Stated goal: Can you reproduce the rows below, from the line containing "the referee's black pants" through the line containing "x=300, y=413", including both of those lines and changing nothing?

—————

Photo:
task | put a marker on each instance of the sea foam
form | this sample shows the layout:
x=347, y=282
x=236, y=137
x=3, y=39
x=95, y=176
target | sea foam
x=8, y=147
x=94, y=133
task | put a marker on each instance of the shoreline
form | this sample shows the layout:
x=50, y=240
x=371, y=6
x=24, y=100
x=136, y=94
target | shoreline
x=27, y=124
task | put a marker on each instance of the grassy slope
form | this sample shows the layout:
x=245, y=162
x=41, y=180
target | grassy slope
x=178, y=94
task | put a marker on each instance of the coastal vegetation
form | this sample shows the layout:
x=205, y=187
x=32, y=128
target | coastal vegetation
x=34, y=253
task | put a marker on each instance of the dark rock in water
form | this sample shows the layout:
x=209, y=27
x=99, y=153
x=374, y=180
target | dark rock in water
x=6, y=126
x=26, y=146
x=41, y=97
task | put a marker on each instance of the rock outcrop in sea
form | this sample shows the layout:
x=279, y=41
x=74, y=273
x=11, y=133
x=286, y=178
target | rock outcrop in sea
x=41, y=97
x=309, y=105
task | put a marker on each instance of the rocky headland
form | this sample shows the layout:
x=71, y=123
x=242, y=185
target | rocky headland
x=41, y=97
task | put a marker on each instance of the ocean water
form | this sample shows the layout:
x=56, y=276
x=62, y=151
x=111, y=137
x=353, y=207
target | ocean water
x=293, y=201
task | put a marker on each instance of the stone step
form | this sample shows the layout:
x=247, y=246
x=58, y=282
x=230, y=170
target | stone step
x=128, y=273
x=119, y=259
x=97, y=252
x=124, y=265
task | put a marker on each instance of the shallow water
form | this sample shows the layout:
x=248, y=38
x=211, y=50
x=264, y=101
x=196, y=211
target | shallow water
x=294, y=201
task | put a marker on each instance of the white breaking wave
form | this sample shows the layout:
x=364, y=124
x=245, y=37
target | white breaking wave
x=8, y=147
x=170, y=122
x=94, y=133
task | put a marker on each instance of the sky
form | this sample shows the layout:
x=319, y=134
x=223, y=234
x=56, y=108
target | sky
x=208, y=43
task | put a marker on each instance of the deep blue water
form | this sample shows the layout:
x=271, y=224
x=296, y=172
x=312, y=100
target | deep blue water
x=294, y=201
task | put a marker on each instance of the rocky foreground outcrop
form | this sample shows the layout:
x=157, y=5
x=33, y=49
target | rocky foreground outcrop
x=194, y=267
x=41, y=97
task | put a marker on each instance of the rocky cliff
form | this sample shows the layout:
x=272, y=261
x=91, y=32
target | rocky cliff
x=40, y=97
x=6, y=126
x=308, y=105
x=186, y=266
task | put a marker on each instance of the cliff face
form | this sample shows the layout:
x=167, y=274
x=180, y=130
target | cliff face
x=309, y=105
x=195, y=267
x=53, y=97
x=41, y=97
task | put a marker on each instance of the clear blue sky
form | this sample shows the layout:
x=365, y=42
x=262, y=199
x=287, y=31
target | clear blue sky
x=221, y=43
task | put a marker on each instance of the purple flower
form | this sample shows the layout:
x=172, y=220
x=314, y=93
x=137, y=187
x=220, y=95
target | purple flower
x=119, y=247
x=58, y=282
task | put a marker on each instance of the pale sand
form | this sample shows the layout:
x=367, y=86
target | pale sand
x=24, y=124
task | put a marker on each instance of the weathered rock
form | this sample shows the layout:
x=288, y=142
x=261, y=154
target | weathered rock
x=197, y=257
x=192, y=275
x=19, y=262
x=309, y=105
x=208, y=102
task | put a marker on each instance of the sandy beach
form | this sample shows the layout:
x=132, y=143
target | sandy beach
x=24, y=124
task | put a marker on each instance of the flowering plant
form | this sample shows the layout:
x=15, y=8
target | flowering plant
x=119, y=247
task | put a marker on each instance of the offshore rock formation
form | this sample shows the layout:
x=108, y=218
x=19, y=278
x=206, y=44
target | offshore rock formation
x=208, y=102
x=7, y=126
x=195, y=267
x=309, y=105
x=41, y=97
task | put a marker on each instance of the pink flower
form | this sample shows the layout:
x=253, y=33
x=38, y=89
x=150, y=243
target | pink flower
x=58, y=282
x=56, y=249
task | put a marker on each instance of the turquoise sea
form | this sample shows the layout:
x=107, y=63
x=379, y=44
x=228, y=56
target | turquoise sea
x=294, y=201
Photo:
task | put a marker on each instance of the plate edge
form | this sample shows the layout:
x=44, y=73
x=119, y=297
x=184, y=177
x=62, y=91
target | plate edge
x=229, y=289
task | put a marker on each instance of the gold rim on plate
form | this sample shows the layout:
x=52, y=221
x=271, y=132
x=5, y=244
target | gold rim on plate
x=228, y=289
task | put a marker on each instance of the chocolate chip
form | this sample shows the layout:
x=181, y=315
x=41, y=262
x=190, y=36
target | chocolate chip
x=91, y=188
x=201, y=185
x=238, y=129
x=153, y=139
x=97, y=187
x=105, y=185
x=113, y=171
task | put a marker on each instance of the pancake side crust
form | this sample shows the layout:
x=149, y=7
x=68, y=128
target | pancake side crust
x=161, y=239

—————

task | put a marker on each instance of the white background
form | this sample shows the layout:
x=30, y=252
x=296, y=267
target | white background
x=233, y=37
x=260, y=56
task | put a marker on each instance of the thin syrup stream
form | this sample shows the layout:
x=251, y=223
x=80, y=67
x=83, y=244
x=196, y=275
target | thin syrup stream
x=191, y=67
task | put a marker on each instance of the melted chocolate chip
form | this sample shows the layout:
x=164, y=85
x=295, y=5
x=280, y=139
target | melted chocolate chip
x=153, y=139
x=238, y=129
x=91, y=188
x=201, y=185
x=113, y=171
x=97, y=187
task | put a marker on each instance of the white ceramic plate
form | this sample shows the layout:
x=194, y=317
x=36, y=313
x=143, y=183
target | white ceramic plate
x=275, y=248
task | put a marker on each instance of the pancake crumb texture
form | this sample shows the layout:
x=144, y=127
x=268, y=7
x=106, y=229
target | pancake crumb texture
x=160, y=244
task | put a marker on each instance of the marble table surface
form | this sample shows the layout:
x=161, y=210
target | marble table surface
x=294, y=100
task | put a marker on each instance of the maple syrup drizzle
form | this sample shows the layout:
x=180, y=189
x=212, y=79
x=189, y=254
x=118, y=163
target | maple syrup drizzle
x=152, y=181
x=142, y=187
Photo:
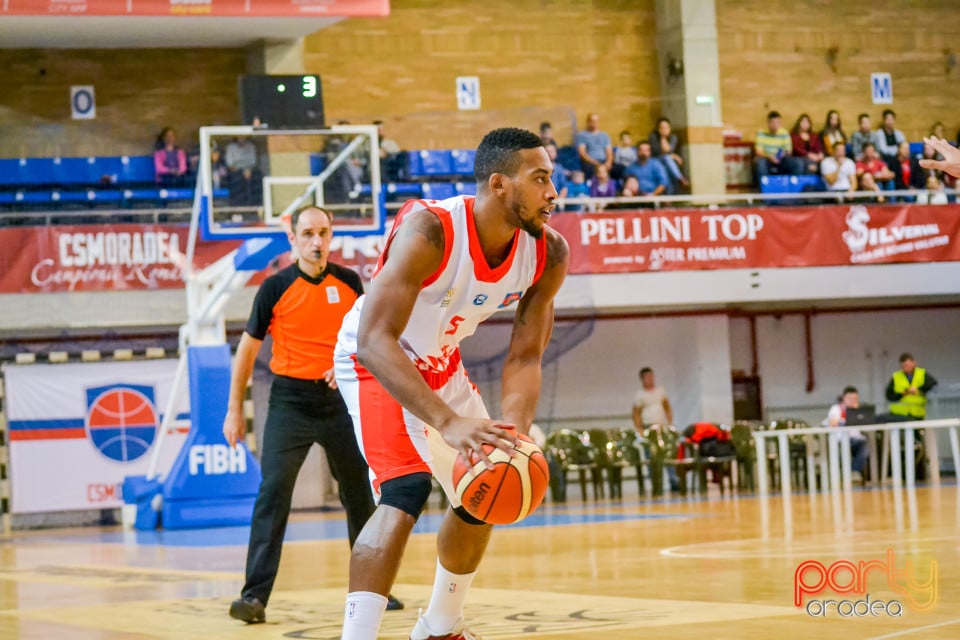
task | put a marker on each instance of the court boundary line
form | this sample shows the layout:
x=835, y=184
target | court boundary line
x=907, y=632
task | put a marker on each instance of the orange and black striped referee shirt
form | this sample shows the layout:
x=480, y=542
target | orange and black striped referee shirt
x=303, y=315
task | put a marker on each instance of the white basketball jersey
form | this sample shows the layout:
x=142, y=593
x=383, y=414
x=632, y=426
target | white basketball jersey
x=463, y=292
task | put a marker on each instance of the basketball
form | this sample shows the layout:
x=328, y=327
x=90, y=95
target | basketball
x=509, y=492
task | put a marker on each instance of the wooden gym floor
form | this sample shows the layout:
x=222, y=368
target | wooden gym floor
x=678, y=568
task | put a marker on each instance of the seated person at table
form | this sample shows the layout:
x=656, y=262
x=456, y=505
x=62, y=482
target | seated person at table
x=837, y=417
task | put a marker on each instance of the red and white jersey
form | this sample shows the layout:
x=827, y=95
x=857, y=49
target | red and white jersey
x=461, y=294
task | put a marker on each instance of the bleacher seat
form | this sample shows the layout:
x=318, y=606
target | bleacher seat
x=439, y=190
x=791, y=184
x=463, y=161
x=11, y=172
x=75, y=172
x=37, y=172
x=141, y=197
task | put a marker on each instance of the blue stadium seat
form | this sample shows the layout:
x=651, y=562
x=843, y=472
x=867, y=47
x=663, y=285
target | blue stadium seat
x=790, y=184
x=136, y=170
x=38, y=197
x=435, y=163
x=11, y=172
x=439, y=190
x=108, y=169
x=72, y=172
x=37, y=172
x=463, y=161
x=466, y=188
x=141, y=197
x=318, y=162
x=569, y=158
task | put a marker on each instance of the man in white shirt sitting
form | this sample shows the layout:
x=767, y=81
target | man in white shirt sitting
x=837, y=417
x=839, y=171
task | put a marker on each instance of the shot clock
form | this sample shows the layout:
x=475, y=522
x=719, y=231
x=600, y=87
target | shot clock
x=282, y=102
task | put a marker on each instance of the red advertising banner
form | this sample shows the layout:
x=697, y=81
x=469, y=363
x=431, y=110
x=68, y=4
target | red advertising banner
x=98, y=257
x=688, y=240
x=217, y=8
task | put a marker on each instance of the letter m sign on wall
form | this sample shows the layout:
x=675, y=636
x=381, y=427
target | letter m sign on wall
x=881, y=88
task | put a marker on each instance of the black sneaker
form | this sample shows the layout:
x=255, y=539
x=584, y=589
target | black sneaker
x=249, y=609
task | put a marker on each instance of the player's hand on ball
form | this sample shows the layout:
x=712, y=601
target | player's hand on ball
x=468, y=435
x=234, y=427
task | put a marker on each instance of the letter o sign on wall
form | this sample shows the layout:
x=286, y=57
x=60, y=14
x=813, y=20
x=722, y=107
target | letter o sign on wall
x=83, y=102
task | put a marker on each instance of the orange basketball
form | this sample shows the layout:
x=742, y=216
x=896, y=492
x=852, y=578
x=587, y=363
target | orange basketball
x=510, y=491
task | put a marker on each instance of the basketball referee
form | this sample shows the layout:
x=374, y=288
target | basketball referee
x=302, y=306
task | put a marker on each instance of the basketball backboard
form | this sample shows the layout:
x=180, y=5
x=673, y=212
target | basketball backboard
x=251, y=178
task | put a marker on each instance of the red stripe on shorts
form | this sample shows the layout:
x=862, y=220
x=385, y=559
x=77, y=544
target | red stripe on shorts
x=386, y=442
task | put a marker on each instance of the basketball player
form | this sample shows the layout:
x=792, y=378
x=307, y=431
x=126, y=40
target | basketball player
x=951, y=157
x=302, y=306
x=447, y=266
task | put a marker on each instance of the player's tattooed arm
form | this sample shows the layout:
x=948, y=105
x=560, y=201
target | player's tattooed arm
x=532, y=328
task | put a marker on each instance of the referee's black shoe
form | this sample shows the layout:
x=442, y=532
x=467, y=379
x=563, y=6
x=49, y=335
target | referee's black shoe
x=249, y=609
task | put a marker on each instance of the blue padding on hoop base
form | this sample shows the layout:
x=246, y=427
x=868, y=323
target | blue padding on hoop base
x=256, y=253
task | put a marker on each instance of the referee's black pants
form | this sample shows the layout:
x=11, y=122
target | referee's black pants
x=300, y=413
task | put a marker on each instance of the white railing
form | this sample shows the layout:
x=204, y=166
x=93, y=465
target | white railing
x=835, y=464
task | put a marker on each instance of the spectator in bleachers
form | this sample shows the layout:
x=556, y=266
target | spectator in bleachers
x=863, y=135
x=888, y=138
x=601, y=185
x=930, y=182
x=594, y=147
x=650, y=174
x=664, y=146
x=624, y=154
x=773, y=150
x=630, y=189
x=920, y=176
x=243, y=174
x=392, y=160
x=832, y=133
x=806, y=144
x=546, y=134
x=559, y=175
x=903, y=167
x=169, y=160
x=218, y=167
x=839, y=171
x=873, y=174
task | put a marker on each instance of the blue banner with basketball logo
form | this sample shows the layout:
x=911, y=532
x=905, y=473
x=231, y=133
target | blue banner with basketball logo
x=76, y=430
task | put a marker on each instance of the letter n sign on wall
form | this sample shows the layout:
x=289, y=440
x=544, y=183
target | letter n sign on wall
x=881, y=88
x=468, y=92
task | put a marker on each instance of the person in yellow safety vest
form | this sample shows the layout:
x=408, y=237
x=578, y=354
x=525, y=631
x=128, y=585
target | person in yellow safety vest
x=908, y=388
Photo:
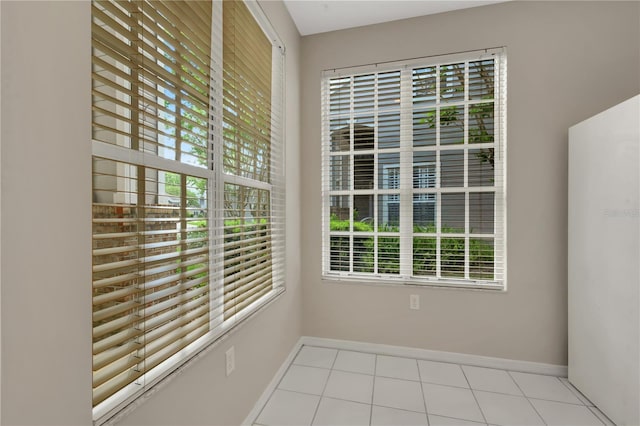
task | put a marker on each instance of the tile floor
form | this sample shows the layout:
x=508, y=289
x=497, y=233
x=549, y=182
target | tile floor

—————

Solution to the problem:
task | put a marker on each instance of the referee's black pants
form | this sample shows the layout:
x=11, y=122
target | referee's black pants
x=300, y=413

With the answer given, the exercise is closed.